What is being asked –
Pick out each line in the rows below that contains the word "strawberry", and copy those lines.

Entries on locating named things
━━━━

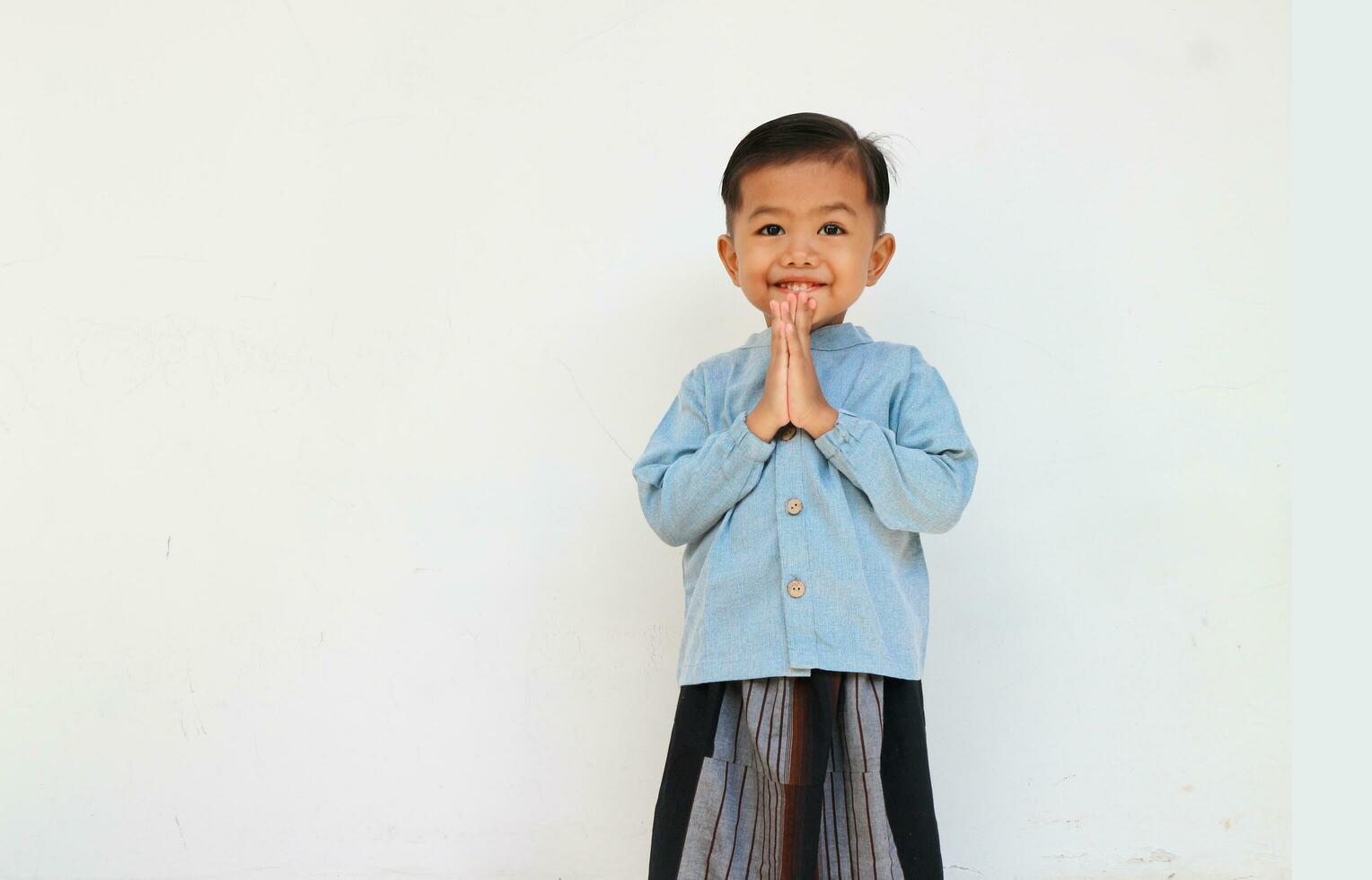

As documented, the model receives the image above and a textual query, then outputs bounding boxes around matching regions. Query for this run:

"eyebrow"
[748,202,858,220]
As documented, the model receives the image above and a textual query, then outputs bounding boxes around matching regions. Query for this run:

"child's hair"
[719,112,891,242]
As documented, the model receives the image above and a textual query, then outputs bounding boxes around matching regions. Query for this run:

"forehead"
[738,161,867,217]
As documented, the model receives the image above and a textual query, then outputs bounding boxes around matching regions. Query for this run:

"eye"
[757,223,844,237]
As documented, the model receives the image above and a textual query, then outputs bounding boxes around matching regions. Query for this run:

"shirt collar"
[741,321,871,351]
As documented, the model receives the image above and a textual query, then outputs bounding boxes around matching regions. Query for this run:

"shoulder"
[863,339,933,377]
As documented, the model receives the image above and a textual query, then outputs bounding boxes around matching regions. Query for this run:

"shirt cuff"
[815,408,862,459]
[728,412,777,462]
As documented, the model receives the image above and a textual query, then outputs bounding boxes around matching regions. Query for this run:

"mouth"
[772,281,827,294]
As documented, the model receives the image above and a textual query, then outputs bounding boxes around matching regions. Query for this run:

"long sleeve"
[815,348,977,532]
[634,366,777,546]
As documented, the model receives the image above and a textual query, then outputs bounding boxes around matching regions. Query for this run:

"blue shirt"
[634,322,977,685]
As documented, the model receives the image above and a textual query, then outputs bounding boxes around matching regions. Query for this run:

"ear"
[867,232,896,287]
[717,232,743,287]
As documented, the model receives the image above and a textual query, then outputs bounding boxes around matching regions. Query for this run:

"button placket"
[775,424,815,669]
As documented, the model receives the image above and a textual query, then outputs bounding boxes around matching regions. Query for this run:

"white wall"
[0,0,1291,880]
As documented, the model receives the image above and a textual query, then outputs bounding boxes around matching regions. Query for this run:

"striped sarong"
[647,669,943,880]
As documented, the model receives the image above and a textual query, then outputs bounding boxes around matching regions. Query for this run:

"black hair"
[719,112,891,244]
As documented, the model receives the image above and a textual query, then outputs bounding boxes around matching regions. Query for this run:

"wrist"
[804,405,839,438]
[743,409,787,444]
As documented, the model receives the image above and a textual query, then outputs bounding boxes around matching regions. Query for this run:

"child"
[634,112,977,880]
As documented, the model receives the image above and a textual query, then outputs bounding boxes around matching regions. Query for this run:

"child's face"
[719,161,896,327]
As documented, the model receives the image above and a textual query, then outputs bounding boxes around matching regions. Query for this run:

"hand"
[774,293,839,436]
[746,302,790,442]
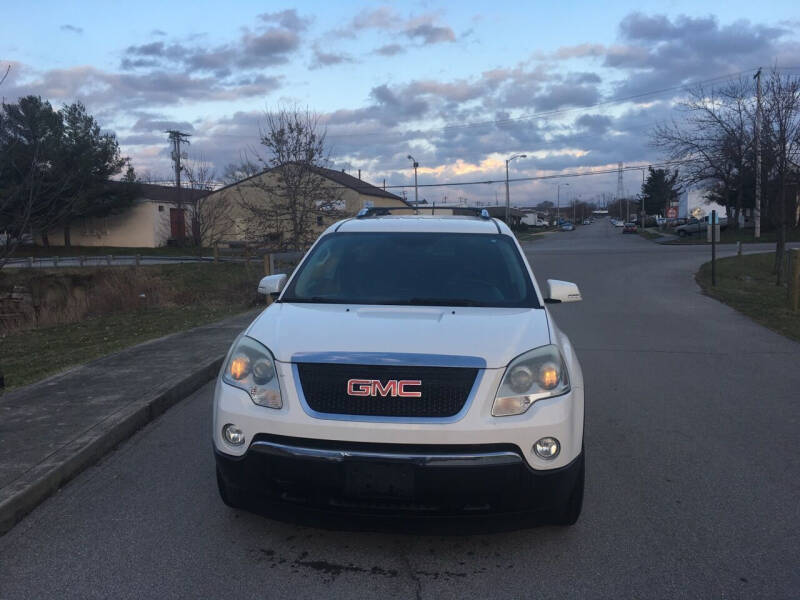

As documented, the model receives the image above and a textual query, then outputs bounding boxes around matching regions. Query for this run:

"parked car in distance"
[675,217,728,237]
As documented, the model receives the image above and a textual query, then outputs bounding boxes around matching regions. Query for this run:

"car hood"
[246,302,550,368]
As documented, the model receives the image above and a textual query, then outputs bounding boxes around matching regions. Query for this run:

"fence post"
[789,248,800,312]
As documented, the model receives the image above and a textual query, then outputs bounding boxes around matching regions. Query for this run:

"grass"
[667,228,800,244]
[0,264,261,389]
[696,252,800,341]
[0,306,247,389]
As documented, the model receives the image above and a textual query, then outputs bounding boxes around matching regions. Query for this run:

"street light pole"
[408,154,419,208]
[506,154,528,227]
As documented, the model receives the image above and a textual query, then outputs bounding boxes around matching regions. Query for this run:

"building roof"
[109,181,211,204]
[209,165,411,206]
[478,206,527,219]
[312,167,408,204]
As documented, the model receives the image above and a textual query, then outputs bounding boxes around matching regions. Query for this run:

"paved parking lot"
[0,221,800,600]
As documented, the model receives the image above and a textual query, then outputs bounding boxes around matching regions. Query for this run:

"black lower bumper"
[215,436,583,516]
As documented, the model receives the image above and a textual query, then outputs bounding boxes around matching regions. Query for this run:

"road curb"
[0,354,224,535]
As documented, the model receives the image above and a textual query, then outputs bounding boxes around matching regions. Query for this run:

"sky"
[0,0,800,205]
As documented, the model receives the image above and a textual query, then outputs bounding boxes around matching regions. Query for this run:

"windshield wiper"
[402,298,483,306]
[281,296,347,304]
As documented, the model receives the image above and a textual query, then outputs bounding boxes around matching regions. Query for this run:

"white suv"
[213,212,584,525]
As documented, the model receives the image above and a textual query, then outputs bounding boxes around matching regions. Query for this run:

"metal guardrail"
[2,252,305,273]
[4,254,219,268]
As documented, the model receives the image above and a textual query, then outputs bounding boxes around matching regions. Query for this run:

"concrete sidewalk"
[0,311,258,534]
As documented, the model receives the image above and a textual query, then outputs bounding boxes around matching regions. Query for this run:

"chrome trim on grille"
[250,440,522,467]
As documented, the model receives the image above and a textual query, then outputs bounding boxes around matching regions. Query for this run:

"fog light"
[222,423,244,446]
[533,437,561,460]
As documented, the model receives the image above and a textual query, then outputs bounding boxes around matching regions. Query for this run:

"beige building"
[36,183,208,248]
[203,167,410,247]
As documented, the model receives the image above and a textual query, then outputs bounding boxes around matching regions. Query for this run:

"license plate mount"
[345,462,414,498]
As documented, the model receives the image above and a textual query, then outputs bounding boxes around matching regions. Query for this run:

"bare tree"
[183,155,233,247]
[651,79,753,227]
[0,96,73,266]
[764,69,800,285]
[234,108,343,250]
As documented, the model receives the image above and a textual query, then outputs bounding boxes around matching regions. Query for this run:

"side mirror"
[544,279,583,304]
[258,273,287,295]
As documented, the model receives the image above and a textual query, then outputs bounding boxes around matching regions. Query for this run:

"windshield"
[282,232,539,308]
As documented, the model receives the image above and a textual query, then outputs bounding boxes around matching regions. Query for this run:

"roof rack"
[356,206,491,219]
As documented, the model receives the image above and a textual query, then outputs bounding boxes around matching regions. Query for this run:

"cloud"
[308,44,355,69]
[334,6,456,45]
[375,44,406,56]
[350,6,402,30]
[4,65,281,111]
[131,115,194,133]
[258,8,313,32]
[120,14,311,77]
[404,23,456,45]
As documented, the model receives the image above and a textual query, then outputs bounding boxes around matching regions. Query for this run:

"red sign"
[347,379,422,398]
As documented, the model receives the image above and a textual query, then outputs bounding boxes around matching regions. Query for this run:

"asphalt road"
[0,221,800,600]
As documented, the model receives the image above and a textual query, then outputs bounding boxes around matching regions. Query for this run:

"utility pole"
[506,154,528,227]
[639,167,648,229]
[556,183,569,227]
[753,67,761,239]
[165,129,191,245]
[408,154,419,206]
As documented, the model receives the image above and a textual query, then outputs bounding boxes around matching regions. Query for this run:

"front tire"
[553,451,586,527]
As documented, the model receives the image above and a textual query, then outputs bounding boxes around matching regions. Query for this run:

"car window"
[282,232,540,308]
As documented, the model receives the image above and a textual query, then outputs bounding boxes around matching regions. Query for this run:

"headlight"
[492,345,569,417]
[222,336,283,408]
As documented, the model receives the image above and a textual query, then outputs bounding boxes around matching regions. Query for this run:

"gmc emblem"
[347,379,422,398]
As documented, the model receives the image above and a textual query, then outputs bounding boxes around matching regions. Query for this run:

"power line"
[200,67,764,144]
[365,159,692,190]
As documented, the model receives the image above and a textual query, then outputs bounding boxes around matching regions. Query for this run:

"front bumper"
[215,434,583,516]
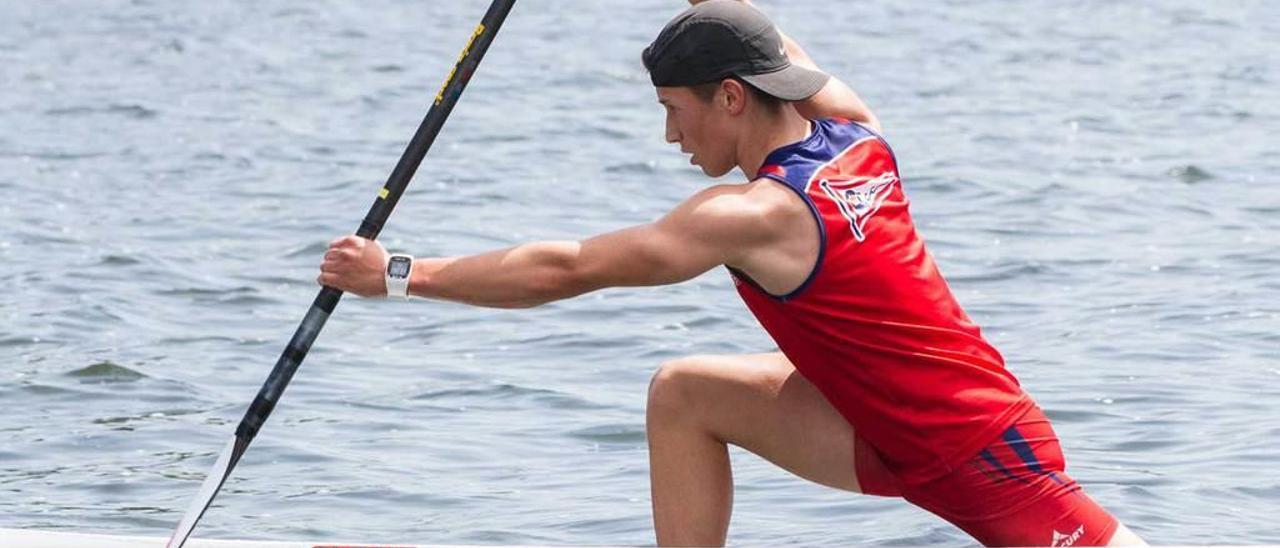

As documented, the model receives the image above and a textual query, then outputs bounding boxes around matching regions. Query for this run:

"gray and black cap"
[643,0,831,101]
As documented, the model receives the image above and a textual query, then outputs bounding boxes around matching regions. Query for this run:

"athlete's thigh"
[660,352,860,490]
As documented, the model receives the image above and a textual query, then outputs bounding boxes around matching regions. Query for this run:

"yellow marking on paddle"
[435,23,484,105]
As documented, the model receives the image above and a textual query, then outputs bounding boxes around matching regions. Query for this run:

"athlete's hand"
[316,236,388,297]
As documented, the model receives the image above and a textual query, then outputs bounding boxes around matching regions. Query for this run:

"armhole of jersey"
[728,174,827,301]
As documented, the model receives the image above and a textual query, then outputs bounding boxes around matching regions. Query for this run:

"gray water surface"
[0,0,1280,545]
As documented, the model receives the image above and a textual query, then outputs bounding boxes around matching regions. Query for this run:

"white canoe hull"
[0,529,432,548]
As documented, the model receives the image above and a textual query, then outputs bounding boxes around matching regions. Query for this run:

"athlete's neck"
[737,104,813,181]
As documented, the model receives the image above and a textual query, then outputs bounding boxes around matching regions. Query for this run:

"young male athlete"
[319,0,1142,545]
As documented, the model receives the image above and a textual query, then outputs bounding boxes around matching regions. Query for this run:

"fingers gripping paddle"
[168,0,516,548]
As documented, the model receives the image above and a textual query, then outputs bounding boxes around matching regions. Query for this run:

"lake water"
[0,0,1280,545]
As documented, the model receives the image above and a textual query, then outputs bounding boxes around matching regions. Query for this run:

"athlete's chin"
[699,165,733,178]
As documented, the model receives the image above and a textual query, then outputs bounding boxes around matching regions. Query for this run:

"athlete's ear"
[716,78,746,115]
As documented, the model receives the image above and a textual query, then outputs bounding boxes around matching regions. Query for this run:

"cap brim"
[737,64,831,101]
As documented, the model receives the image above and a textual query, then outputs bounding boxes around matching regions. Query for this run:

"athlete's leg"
[645,353,859,545]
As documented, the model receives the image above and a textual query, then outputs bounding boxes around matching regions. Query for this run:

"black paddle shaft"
[232,0,516,443]
[168,0,516,548]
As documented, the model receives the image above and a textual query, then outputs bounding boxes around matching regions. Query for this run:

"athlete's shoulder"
[669,177,808,241]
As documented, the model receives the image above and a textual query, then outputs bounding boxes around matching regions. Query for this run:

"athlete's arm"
[689,0,881,132]
[319,186,769,309]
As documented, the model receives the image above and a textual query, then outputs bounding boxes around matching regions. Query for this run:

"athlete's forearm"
[408,242,591,309]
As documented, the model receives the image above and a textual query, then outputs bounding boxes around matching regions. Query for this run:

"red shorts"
[854,407,1119,547]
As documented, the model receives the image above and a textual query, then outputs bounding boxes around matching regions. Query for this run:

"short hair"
[689,76,790,113]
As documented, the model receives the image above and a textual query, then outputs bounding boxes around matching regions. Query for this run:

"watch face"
[387,257,412,278]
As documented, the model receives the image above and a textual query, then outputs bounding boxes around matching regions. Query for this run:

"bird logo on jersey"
[818,172,897,242]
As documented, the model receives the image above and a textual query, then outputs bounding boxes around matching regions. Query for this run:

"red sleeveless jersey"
[731,119,1033,484]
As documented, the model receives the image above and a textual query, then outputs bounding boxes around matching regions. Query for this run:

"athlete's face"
[658,87,737,177]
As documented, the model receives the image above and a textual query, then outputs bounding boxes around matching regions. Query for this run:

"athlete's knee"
[645,356,701,423]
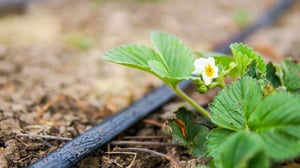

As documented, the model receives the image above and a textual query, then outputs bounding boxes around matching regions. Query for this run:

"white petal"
[211,66,218,78]
[207,57,215,66]
[202,73,211,85]
[194,58,207,66]
[193,58,206,75]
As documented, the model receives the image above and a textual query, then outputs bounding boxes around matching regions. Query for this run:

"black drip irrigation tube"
[29,0,293,168]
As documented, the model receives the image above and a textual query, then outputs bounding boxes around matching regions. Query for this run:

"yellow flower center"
[205,64,215,77]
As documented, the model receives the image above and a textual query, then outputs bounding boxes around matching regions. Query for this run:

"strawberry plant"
[104,32,300,168]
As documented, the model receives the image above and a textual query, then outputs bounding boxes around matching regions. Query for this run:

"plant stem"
[172,85,210,118]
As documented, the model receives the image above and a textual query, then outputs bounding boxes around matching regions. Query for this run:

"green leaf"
[248,92,300,160]
[266,62,281,87]
[104,32,194,86]
[214,131,269,168]
[207,128,234,157]
[168,108,209,156]
[103,45,167,72]
[209,76,262,131]
[151,32,194,79]
[230,43,266,76]
[282,60,300,92]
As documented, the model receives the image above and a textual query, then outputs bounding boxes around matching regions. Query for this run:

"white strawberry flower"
[193,57,218,85]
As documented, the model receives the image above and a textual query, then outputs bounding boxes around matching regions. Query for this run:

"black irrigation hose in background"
[29,0,293,168]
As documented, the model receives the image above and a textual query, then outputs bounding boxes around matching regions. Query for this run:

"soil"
[0,0,300,168]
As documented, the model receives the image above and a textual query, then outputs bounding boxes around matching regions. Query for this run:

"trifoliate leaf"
[282,60,300,92]
[214,131,269,168]
[207,128,234,158]
[104,32,194,86]
[168,108,209,156]
[230,43,266,76]
[103,45,166,72]
[151,32,194,78]
[248,92,300,160]
[209,76,262,131]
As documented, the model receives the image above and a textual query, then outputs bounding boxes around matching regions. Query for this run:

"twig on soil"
[143,119,164,127]
[110,141,180,147]
[17,134,72,141]
[122,136,172,139]
[38,95,87,120]
[117,148,183,168]
[105,152,137,168]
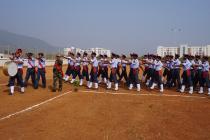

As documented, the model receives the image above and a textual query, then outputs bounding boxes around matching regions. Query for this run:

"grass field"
[0,67,210,140]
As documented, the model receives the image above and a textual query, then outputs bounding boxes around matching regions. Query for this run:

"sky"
[0,0,210,54]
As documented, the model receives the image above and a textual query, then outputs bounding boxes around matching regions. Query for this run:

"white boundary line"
[0,91,72,121]
[78,90,208,99]
[0,90,208,121]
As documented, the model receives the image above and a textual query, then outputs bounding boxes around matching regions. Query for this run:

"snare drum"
[3,61,18,76]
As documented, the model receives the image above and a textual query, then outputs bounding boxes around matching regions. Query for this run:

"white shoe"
[114,84,118,91]
[87,81,90,87]
[208,88,210,96]
[150,83,155,89]
[95,83,98,89]
[180,85,185,93]
[71,79,75,84]
[137,84,141,91]
[20,87,25,93]
[10,86,15,95]
[79,79,83,86]
[107,81,112,89]
[198,87,203,94]
[189,86,193,94]
[160,84,163,92]
[88,82,93,88]
[128,84,133,90]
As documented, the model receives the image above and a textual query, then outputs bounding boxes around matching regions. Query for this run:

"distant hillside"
[0,30,58,53]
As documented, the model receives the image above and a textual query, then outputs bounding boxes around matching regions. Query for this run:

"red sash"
[202,71,209,78]
[54,64,63,77]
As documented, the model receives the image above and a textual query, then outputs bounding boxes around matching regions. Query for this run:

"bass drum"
[3,61,18,76]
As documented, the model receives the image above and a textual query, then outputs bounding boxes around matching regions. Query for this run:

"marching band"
[4,49,210,95]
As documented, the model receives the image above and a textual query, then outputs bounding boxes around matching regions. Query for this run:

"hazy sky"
[0,0,210,54]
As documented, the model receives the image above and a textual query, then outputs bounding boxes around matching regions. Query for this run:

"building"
[157,45,210,57]
[64,47,111,57]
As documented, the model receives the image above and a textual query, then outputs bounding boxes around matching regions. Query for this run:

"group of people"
[5,49,210,95]
[8,49,46,95]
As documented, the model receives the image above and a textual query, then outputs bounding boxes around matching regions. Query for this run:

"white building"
[157,45,210,57]
[64,48,111,57]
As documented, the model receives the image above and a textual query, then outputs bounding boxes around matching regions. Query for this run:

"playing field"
[0,68,210,140]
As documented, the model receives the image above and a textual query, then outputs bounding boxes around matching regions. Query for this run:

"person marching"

━━━━

Task solution –
"strawberry plant"
"white strawberry flower"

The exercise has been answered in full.